#### What is needed
Rewrite the records below with every "wooden stool" changed to "bar stool" and nothing else altered. Leave the pictures out of your answer.

[Stored records]
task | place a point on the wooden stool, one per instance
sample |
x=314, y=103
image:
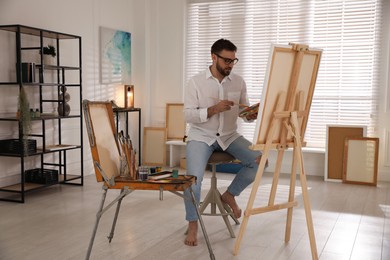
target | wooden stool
x=213, y=196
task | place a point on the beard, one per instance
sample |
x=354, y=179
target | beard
x=223, y=72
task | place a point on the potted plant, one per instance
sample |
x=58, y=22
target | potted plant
x=48, y=51
x=24, y=117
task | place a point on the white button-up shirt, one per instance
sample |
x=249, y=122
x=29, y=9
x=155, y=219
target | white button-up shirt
x=203, y=91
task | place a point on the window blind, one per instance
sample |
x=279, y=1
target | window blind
x=347, y=31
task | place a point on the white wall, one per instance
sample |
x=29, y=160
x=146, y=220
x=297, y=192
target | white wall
x=157, y=29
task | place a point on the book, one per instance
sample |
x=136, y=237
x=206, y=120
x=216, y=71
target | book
x=254, y=109
x=56, y=147
x=159, y=175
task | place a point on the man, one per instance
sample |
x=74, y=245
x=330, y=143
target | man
x=211, y=107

#### Response below
task | place a point on the bar stool, one per instance
sample |
x=314, y=103
image:
target | bar stool
x=213, y=196
task | place a point on the beard, one per instance
sample |
x=354, y=179
target | beard
x=223, y=72
task | place a point on the potted plant, one per instance
sample |
x=58, y=22
target | potted plant
x=48, y=51
x=24, y=117
task | place a point on the white button-up shirt, one per instance
sample |
x=249, y=122
x=29, y=9
x=155, y=219
target | white button-up shirt
x=203, y=91
task | place a point on the window blind, one per instance
sample |
x=279, y=1
target | window blind
x=347, y=31
task | place a point on the white wall, one per instance
sample |
x=29, y=160
x=146, y=220
x=297, y=192
target | white wall
x=157, y=29
task | place a point on the book, one per instance
sample |
x=136, y=237
x=206, y=120
x=216, y=71
target | book
x=254, y=109
x=56, y=147
x=159, y=175
task | place a point on the man, one per instance
sample |
x=74, y=245
x=330, y=143
target | man
x=211, y=107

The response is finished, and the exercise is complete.